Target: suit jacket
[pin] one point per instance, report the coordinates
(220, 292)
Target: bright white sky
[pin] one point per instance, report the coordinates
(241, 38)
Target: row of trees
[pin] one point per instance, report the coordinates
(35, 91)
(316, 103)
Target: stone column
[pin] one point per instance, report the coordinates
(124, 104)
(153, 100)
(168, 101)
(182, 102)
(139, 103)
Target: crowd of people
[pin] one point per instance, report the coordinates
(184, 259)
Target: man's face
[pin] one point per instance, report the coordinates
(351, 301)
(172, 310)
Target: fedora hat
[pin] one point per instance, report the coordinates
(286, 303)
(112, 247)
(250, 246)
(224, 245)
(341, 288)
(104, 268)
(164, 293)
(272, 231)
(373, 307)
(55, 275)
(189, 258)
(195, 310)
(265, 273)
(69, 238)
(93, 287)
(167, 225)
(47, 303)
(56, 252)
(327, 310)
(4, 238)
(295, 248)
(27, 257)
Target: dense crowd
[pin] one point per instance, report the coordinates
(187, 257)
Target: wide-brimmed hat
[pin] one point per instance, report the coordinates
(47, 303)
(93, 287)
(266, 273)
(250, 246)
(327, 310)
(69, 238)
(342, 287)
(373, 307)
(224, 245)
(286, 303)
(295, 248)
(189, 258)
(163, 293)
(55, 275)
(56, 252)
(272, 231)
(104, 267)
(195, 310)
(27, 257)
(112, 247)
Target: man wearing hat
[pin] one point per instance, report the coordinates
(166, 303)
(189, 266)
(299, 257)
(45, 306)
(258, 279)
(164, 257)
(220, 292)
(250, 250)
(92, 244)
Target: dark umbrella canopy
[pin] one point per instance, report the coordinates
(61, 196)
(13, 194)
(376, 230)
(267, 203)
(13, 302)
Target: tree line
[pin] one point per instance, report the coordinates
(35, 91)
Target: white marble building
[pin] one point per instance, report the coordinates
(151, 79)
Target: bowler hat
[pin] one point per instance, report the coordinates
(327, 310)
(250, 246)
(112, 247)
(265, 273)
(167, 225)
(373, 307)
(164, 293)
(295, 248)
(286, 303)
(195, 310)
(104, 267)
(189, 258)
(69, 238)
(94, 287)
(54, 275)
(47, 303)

※ ※ ※

▶ **What the task requires**
For this task, write out exactly the lines of the entries above, starting at the line with "Target: man wearing hat" and ending at the line with "Target: bowler hat", both included, and no others.

▶ **Response below**
Target: man wearing hat
[pin] one point per instance, report the coordinates
(166, 303)
(189, 266)
(299, 257)
(45, 306)
(258, 279)
(164, 257)
(220, 292)
(250, 250)
(92, 244)
Target: dark umbrella canopy
[pin] one point per instance, report the coordinates
(61, 196)
(13, 194)
(376, 230)
(267, 203)
(13, 302)
Target: tree line
[pin] one point per instance, report the coordinates
(35, 91)
Target: white marble building
[pin] one point per instance, report the coordinates
(151, 79)
Target: bowler hat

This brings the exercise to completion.